* **Text provided**
══════════
Soho China’s modern, futuristic skyscrapers and retail buildings that popped up in the heart of Beijing and Shanghai in the early 2000s came to symbolize China’s economic rise. Soho China’s Hong Kong IPO in 2007 was Asia’s largest commercial property debut, raising $1.65 billion, and that year, Soho China’s share price reached an all-time high of $11.92.

But Soho China’s fortunes started to sink in the years that followed. The global recession hit the company hard. By the end of 2008, Soho’s share price dropped nearly 68% from its 2007 peak. Then, in 2012, Pan and Zhang, the married founders of the firm, revamped the company strategy to lease—rather than sell—the buildings it developed, betting that rents and property prices would rise in Beijing and Shanghai. Instead, the founders’ strategy to turn Soho China into an office landlord reliant on rental income led to years of declining profits.

In 2020, Soho China’s profit was roughly $248 million, a 17% drop from 2019, and an 81% drop from 2013, the year after the strategy pivot. Years of profit pressure—made worse by last year’s pandemic hit to office rents—led Soho China to offload assets. In 2018, for instance, the firm sold the train-shaped Sky Soho building in Shanghai to private equity firm Gaw Capital for $800 million.

Last year, Soho China announced that it was exploring deals to sell itself. By March 2020, New York–based Blackstone became Soho China’s preferred bidder. The PE firm held exclusive talks to take the company private in a $4 billion deal. Two months later, Blackstone pulled the plug on negotiations, stating that the COVID-19 pandemic had made it difficult to evaluate Soho’s business outlook, according to a Bloomberg report. Then this June, Blackstone announced another bid to take over the once-mighty property developer.
══════════
* **Source material**

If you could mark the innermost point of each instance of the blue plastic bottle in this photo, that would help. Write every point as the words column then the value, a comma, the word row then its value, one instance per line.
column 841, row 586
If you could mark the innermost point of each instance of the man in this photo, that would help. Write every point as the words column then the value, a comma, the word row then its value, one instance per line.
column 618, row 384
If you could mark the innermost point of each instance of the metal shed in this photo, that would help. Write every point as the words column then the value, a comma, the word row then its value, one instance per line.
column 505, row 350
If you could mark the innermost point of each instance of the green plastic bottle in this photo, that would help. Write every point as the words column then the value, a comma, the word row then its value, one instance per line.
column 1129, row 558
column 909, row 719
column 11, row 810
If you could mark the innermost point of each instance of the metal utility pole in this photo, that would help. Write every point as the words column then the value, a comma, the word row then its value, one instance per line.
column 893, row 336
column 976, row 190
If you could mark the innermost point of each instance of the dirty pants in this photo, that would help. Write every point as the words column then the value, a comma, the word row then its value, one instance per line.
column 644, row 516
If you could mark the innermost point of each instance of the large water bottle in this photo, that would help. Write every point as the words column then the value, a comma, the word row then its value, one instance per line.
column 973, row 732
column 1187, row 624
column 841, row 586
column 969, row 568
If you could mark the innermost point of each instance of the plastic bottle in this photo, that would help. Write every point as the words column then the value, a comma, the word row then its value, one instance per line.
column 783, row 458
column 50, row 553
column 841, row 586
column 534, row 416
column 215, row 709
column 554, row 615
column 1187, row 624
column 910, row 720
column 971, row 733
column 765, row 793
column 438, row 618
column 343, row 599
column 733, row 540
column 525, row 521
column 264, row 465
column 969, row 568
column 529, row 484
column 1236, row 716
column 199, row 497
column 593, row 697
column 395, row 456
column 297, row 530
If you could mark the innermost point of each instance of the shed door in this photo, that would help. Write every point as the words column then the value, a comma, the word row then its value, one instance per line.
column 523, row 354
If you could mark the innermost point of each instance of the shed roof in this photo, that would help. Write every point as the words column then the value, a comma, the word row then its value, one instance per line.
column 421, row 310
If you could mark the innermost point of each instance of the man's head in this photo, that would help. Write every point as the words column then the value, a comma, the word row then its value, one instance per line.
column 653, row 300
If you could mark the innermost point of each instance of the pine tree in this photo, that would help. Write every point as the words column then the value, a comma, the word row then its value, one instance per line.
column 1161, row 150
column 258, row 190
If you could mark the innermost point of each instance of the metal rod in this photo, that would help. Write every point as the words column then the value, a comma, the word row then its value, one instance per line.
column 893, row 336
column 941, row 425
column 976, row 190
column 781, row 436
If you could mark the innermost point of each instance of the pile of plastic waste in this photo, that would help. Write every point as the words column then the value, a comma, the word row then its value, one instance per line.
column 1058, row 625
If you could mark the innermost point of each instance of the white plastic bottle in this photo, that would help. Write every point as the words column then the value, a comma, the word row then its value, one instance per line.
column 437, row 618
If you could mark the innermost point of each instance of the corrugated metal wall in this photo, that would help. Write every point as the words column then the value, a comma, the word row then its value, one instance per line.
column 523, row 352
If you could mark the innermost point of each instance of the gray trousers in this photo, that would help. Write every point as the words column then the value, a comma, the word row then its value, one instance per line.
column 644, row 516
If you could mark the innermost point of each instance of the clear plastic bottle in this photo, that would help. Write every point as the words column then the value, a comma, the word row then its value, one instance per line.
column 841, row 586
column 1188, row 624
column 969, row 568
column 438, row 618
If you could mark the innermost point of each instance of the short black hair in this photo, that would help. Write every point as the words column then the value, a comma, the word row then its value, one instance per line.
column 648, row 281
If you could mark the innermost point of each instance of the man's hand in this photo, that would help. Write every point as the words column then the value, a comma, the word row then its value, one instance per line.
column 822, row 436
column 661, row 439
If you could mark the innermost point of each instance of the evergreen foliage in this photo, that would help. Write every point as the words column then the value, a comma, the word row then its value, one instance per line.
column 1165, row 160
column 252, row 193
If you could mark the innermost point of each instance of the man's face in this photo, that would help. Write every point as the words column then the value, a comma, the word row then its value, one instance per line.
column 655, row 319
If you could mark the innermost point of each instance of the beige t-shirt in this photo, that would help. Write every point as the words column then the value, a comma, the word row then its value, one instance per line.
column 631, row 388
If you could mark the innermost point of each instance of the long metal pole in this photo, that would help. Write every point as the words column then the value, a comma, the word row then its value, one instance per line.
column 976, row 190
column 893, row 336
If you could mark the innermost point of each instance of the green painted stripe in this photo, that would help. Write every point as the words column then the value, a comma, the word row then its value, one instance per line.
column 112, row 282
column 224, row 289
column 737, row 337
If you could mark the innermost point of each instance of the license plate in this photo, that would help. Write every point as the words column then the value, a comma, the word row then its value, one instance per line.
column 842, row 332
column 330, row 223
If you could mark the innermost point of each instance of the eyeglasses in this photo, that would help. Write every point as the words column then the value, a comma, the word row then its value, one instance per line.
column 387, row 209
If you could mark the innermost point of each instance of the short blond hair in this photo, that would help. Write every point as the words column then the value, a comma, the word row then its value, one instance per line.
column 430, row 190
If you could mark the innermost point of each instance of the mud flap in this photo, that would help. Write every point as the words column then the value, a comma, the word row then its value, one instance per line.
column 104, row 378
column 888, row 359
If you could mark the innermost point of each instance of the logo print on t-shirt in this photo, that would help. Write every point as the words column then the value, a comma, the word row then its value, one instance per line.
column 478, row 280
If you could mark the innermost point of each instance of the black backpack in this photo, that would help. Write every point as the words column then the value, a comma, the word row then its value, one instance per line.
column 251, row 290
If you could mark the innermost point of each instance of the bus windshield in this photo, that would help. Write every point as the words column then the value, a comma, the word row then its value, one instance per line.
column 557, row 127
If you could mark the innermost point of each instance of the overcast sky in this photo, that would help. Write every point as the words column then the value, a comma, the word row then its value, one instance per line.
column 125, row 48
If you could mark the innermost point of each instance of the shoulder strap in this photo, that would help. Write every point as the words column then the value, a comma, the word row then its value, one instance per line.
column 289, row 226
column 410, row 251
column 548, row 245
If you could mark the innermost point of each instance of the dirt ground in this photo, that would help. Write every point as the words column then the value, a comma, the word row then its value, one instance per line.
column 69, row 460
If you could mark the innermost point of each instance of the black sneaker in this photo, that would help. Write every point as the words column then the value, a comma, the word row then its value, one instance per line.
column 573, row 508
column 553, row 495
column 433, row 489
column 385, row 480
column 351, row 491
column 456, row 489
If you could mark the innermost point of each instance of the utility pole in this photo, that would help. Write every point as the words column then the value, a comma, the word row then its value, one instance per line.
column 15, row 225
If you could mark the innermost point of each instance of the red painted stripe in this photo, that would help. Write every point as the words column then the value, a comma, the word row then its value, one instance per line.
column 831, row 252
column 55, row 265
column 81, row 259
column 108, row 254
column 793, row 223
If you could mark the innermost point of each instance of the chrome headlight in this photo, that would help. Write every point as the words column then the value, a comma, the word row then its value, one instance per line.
══════════
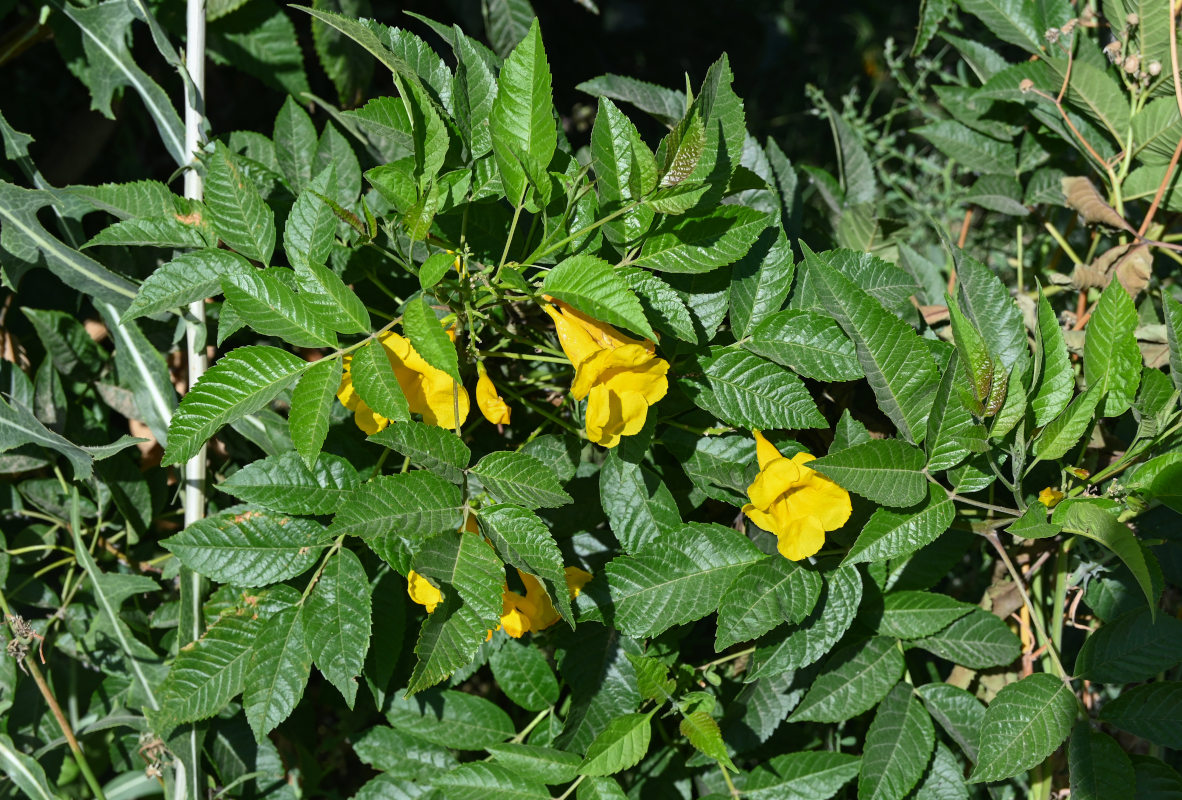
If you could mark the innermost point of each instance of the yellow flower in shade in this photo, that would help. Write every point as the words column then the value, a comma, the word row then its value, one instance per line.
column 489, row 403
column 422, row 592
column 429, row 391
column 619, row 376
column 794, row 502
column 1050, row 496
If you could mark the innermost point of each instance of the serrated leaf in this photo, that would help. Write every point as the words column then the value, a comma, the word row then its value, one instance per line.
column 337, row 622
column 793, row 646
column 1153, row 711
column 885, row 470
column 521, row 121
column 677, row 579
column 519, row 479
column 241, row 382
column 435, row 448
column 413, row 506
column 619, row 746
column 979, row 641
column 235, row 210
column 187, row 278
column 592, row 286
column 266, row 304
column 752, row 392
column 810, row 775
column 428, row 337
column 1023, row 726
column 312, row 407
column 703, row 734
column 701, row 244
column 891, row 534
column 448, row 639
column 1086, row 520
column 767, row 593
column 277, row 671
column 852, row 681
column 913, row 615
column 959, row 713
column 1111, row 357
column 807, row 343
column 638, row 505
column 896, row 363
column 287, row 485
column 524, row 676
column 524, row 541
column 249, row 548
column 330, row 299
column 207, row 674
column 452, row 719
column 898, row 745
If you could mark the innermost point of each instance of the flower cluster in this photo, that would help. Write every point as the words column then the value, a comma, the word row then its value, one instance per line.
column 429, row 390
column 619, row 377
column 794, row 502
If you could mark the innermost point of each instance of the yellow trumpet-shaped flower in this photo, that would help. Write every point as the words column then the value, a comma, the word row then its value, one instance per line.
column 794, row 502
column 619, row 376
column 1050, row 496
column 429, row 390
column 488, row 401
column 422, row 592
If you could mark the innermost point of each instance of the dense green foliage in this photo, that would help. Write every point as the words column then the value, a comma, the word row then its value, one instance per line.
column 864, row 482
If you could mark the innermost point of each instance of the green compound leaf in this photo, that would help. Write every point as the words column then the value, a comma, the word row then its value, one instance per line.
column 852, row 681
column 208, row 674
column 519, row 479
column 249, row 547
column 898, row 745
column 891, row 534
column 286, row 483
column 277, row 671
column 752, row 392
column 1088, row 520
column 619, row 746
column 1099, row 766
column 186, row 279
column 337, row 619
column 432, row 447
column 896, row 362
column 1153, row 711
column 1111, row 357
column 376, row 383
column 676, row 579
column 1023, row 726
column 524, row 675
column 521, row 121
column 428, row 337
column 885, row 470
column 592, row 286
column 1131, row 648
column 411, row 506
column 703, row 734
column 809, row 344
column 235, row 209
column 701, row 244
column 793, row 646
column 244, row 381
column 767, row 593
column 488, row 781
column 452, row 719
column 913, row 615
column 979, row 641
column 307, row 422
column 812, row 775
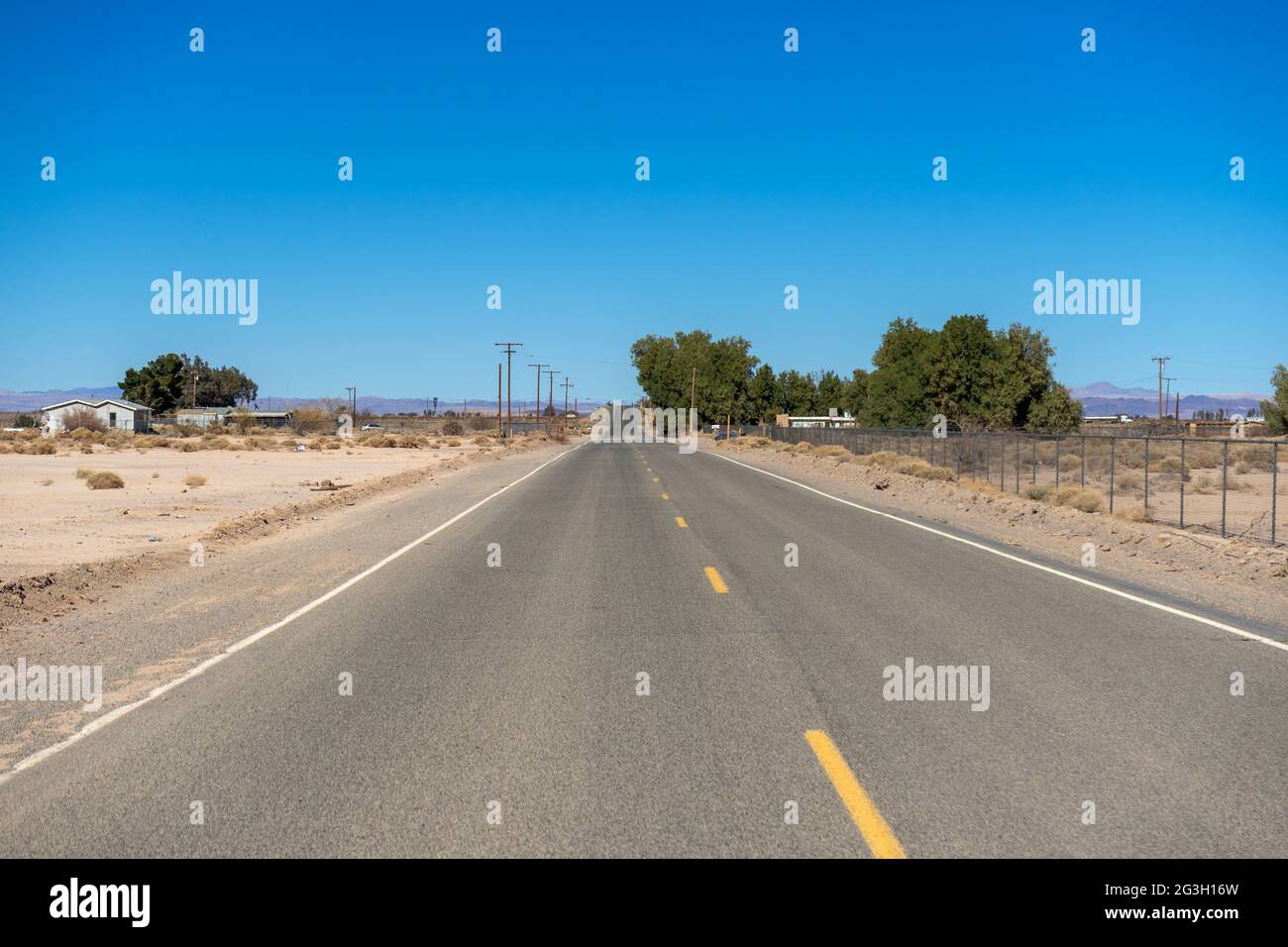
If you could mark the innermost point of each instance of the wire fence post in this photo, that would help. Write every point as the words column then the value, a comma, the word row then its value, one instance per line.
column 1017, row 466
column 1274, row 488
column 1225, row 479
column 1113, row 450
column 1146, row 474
══════════
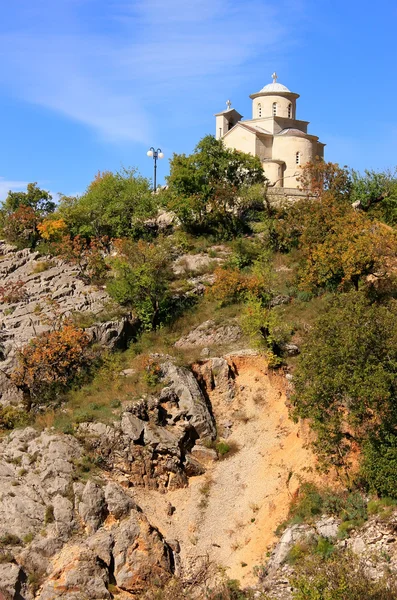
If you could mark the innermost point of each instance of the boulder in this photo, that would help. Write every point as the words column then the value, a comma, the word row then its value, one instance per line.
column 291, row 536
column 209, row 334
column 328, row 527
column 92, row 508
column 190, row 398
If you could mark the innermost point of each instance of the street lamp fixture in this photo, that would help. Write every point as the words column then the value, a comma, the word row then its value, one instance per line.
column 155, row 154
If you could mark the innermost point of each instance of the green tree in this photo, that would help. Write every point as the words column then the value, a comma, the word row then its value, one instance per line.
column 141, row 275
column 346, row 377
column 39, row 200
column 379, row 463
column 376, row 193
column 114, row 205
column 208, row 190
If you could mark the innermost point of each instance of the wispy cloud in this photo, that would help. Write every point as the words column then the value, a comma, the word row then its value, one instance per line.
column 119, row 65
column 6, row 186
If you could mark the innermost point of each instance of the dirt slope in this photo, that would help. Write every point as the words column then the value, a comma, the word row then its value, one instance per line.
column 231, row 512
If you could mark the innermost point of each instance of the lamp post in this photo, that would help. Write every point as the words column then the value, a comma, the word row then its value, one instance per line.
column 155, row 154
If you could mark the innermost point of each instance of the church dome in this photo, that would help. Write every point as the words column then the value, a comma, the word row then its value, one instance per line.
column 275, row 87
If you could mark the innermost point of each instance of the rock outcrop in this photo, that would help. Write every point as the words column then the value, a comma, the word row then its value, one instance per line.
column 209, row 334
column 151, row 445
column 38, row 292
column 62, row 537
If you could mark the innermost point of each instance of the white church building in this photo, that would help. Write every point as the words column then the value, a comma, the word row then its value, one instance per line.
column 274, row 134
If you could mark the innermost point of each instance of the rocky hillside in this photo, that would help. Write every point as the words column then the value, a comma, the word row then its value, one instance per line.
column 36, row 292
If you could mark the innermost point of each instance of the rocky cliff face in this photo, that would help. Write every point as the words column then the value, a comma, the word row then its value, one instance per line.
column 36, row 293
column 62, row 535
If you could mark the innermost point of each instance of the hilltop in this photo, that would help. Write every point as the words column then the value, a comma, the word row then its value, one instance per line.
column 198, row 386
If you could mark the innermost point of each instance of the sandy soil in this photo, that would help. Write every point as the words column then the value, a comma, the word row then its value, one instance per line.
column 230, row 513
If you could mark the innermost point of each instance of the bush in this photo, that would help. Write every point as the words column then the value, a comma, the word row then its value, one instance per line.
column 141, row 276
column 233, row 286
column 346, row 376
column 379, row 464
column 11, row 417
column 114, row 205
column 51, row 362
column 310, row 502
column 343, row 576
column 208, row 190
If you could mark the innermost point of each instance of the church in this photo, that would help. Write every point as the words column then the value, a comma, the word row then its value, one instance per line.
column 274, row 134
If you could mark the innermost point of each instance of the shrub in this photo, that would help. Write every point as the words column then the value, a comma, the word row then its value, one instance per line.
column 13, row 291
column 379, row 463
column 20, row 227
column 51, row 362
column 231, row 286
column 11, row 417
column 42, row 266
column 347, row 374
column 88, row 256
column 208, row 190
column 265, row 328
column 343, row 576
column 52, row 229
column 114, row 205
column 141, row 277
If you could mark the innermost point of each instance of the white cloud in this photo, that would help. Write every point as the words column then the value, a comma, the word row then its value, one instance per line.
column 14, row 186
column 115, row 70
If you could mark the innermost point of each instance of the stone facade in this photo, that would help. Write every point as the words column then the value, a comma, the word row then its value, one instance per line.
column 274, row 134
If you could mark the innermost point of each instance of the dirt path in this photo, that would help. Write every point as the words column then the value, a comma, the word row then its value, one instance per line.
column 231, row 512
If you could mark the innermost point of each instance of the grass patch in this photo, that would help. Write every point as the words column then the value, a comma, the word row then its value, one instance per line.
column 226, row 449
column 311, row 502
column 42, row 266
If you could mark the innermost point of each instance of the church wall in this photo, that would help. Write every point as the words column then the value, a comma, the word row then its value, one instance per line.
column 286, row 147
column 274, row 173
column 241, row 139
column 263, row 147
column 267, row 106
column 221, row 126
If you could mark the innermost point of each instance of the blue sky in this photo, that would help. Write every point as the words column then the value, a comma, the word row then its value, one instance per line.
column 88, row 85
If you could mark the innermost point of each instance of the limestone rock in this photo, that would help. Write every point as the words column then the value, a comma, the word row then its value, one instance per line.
══════════
* **Problem set**
A: Copy the Soho China passage word for word, starting with "Last year, Soho" and going on through "once-mighty property developer.".
B: In the Soho China passage, who bought the Sky Soho building in Shanghai in 2018, and for how much?

* **Answer set**
A:
Last year, Soho China announced that it was exploring deals to sell itself. By March 2020, New York–based Blackstone became Soho China’s preferred bidder. The PE firm held exclusive talks to take the company private in a $4 billion deal. Two months later, Blackstone pulled the plug on negotiations, stating that the COVID-19 pandemic had made it difficult to evaluate Soho’s business outlook, according to a Bloomberg report. Then this June, Blackstone announced another bid to take over the once-mighty property developer.

B: Private equity firm Gaw Capital bought it for $800 million.